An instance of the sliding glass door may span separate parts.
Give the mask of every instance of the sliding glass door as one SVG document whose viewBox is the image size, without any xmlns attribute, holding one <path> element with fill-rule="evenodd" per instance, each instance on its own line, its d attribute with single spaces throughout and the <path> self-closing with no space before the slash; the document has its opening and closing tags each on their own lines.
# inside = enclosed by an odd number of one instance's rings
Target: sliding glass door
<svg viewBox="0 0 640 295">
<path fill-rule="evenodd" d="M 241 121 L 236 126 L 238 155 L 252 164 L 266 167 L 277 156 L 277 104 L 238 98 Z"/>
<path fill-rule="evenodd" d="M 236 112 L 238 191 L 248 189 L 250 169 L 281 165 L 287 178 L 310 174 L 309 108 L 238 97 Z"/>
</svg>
════════════════
The task: Could you restate every record word for word?

Output of the task:
An instance of the sliding glass door may span separate parts.
Give the mask of every instance of the sliding glass door as one SVG document whose viewBox is the image size, without any xmlns attribute, holding one <path> element with fill-rule="evenodd" per instance, each instance on its own line, its d attribute with single spaces throughout and the <path> self-closing with no space before the slash; the document has its opening and closing tags each on their own lines.
# inside = enclosed by an odd number of one instance's rings
Target: sliding glass door
<svg viewBox="0 0 640 295">
<path fill-rule="evenodd" d="M 241 121 L 236 126 L 238 155 L 252 164 L 266 167 L 277 156 L 277 104 L 238 98 Z"/>
<path fill-rule="evenodd" d="M 236 112 L 238 191 L 248 189 L 250 169 L 281 165 L 287 178 L 310 174 L 309 108 L 238 97 Z"/>
</svg>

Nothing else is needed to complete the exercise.